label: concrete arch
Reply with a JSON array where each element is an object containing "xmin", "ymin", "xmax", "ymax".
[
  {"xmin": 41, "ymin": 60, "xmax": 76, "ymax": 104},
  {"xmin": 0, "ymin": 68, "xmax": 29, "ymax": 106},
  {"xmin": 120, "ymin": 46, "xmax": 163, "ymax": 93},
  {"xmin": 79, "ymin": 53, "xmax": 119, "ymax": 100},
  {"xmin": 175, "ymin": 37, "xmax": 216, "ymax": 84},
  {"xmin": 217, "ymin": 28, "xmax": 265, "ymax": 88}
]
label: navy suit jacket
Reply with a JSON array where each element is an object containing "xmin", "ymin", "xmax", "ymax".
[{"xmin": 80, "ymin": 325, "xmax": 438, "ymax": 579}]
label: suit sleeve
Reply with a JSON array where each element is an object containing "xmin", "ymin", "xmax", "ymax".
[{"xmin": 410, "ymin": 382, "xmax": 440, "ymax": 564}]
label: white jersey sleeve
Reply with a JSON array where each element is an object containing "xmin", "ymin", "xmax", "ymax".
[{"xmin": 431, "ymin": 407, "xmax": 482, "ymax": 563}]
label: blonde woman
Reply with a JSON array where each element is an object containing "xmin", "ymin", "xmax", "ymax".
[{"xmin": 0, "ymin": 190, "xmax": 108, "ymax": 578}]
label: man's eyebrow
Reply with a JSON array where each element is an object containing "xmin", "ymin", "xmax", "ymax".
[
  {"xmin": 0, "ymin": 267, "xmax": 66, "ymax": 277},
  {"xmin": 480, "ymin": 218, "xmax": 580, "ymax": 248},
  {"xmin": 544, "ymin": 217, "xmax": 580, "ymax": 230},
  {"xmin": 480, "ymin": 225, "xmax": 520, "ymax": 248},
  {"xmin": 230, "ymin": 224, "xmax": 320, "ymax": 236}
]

○ ○ ○ ○ ○ ○ ○

§ **Your instructions**
Reproduce word for word only the first line of the listing above and each line after it through the line with "label: navy suit jacket".

§ **Response**
label: concrete arch
Reply with a JSON array where each element is an object containing "xmin", "ymin", "xmax", "ymax".
[
  {"xmin": 41, "ymin": 60, "xmax": 76, "ymax": 104},
  {"xmin": 0, "ymin": 68, "xmax": 29, "ymax": 106},
  {"xmin": 120, "ymin": 46, "xmax": 163, "ymax": 93},
  {"xmin": 79, "ymin": 53, "xmax": 119, "ymax": 100},
  {"xmin": 175, "ymin": 37, "xmax": 216, "ymax": 84},
  {"xmin": 217, "ymin": 28, "xmax": 265, "ymax": 88}
]
label: navy suit jacket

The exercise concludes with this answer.